== 課題 a ==
次の(i)〜(iii)の記述が本文の内容と合っているか、それぞれ「はい」か「いいえ」で答え、判断の根拠となる本文の語句を正確に引用してください。
(i) 赤峰幸生氏は1944年に東京都で生まれた。
(ii) 紳士服ブランド「Y.Akamine」は日本生産によるブランドとしてスタートした。
(iii) 紹介されているスーツは、10年前にフォックス ブラザーズのフランネルで仕立てたものである。

== 本文 ==
• • •
A LIFETIME IN STYLE

赤峰幸生が辿り着いた究極のスタイル

January 2022

喜寿を迎えた赤峰幸生氏は、クラシック界では世界におけるカリスマだ。

日本でも20代、30代のファンが急増している。

服を着倒してきて辿り着いた氏のスタイルとは?

 

 

 

photography JUN UDAGAWA

text YUKO FUJITA

 

 

 

 

赤峰幸生 究極のスタイル1

赤峰幸生/Yukio Akamine

1944年、東京都生まれ。90年、自身の会社インコントロを設立。98年、イタリア生産による紳士服ブランド「Y.Akamine」をスタート。2008年、カスタムクロージングのブランド「Akamine Royal Line」を立ち上げる。スーツやシャツのほか、コートやレザーブルゾンやネクタイなど、真のクラシックスタイルを提案している。

 

本物のフランネルは30年着てこそ味が出る

「フランネルは私が最も好きな秋冬の素材で、このスーツは4年前にフォックス ブラザーズのフランネルで仕立てたものです。茶の粗挽きの塩梅が非常に私の好みで、よく見るとグリーンが絶妙に紡績の段階で入っていて、独特の色合いなんです。着込んでいくと毛が抜け落ちてきて、さらに味わいが増していきます。本物の味というのは30年着て初めて出るものだと思っています。お客様にもよく言っているのですが、経年変化を楽しみたければ、早くオーダーされたほうがいいですよ(笑)」
• • •
== 課題の記録 ==
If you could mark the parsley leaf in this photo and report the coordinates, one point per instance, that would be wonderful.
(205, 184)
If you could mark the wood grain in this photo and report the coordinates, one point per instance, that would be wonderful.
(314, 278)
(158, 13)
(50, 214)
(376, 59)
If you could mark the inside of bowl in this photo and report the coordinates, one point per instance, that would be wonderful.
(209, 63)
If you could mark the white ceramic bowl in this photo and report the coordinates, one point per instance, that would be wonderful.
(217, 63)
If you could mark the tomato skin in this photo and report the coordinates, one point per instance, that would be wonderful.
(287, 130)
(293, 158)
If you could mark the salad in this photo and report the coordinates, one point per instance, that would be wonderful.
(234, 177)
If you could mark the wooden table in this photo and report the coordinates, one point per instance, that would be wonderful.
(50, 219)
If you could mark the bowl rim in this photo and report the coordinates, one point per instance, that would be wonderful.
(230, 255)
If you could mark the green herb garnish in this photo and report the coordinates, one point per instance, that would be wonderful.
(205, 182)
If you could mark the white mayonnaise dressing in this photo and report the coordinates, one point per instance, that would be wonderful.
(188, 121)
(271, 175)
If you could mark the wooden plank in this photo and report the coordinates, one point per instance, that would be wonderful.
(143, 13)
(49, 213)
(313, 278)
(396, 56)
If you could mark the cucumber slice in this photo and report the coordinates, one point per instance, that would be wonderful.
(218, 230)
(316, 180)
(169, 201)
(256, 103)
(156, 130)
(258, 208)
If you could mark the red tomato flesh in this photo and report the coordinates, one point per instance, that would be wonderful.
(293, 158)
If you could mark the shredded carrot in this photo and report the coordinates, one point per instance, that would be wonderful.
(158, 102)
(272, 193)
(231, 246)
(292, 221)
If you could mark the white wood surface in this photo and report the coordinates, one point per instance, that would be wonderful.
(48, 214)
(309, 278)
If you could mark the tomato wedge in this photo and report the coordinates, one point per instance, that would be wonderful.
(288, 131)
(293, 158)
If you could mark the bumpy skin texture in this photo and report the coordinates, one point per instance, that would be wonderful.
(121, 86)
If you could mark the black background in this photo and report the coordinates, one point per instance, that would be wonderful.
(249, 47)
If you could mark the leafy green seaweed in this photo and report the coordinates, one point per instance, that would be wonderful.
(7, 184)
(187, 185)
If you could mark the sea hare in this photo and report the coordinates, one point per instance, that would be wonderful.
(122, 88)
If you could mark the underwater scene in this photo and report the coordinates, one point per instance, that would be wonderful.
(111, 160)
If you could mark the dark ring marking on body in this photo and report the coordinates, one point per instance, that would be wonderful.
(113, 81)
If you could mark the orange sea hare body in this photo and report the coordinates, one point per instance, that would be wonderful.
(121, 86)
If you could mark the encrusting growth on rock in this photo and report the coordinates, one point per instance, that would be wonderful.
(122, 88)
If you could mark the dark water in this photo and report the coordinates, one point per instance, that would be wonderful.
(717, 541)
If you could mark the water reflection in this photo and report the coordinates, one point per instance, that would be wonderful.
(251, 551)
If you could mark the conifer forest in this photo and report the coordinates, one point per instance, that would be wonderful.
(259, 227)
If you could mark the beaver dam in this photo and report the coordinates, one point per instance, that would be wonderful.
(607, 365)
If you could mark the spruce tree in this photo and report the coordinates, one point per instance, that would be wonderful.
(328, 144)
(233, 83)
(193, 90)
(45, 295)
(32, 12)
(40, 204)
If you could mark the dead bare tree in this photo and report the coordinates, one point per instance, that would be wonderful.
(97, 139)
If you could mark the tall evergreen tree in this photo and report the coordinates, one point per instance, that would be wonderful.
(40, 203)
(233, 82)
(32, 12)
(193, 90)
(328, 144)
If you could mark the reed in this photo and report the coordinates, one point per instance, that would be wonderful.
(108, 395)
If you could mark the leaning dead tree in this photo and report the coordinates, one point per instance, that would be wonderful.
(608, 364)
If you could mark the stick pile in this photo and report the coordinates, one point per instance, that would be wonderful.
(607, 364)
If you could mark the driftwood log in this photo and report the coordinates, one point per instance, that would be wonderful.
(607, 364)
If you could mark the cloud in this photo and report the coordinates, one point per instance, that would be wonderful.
• • •
== 課題 b ==
上の記録から文字列「tomato」を含む行をすべて探し、一行ずつ書き写してください。大文字と小文字は区別します。

== 最終回答 a ==
(i) はい 「1944年、東京都生まれ。」
(ii) いいえ 「98年、イタリア生産による紳士服ブランド「Y.Akamine」をスタート。」
(iii) いいえ 「このスーツは4年前にフォックス ブラザーズのフランネルで仕立てたものです。」

== 最終回答 b ==
If you could mark the tomato skin in this photo and report the coordinates, one point per instance, that would be wonderful.
If you could mark the red tomato flesh in this photo and report the coordinates, one point per instance, that would be wonderful.
If you could mark the tomato wedge in this photo and report the coordinates, one point per instance, that would be wonderful.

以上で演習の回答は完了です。